● **Exercise task**
Repeat word for word the line with "Can you find the bush" and every line after it until the records below run out.

Source data
++++++++

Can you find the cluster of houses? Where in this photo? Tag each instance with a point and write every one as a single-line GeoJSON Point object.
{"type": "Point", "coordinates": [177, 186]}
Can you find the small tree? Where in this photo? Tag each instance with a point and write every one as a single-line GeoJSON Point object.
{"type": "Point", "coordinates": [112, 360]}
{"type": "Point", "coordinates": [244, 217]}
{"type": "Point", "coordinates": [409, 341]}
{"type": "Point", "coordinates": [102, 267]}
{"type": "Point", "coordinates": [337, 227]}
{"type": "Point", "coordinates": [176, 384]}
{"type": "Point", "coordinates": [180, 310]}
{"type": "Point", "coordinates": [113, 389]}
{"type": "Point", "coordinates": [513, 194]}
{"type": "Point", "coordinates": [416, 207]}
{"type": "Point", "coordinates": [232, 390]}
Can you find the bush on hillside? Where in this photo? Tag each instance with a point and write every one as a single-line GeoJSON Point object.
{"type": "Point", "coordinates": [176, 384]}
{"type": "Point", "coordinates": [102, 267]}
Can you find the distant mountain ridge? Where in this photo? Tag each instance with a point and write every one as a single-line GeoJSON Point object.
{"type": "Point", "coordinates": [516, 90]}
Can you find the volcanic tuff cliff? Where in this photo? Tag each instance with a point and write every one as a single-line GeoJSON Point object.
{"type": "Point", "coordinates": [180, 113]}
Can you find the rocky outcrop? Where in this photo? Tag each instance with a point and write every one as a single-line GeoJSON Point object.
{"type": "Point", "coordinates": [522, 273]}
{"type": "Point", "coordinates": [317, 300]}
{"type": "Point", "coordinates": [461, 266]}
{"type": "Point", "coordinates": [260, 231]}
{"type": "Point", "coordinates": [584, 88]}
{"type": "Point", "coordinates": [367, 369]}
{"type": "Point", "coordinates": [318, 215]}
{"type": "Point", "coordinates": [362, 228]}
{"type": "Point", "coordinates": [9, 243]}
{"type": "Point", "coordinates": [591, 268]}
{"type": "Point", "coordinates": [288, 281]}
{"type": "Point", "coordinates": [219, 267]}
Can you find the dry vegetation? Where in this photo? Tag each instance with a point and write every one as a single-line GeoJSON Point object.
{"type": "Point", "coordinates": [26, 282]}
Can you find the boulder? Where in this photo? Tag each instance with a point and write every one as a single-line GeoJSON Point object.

++++++++

● **Written answer**
Can you find the bush on hillside? Where in this photo? Tag each instance with a point and write every one as a single-line GeoJSON Point object.
{"type": "Point", "coordinates": [176, 384]}
{"type": "Point", "coordinates": [102, 267]}
Can you find the distant mountain ridge? Where in this photo? Tag each instance with a point and write every one as a single-line GeoJSON Point object.
{"type": "Point", "coordinates": [516, 90]}
Can you find the volcanic tuff cliff? Where in this photo? Tag each instance with a point and write every one as a single-line GeoJSON Point object.
{"type": "Point", "coordinates": [180, 113]}
Can you find the rocky outcrop? Where in this photo? Tag each instance with a point and write every one as a single-line GeoJSON Point object.
{"type": "Point", "coordinates": [522, 273]}
{"type": "Point", "coordinates": [317, 300]}
{"type": "Point", "coordinates": [461, 266]}
{"type": "Point", "coordinates": [260, 231]}
{"type": "Point", "coordinates": [584, 88]}
{"type": "Point", "coordinates": [367, 369]}
{"type": "Point", "coordinates": [318, 215]}
{"type": "Point", "coordinates": [362, 228]}
{"type": "Point", "coordinates": [9, 243]}
{"type": "Point", "coordinates": [591, 268]}
{"type": "Point", "coordinates": [288, 281]}
{"type": "Point", "coordinates": [219, 267]}
Can you find the dry vegetation? Where in this photo? Tag each instance with a point and write every one as a single-line GeoJSON Point object.
{"type": "Point", "coordinates": [26, 282]}
Can you find the boulder? Where in this photo? Tag each instance with a point and write every one as a single-line GeoJSON Point object.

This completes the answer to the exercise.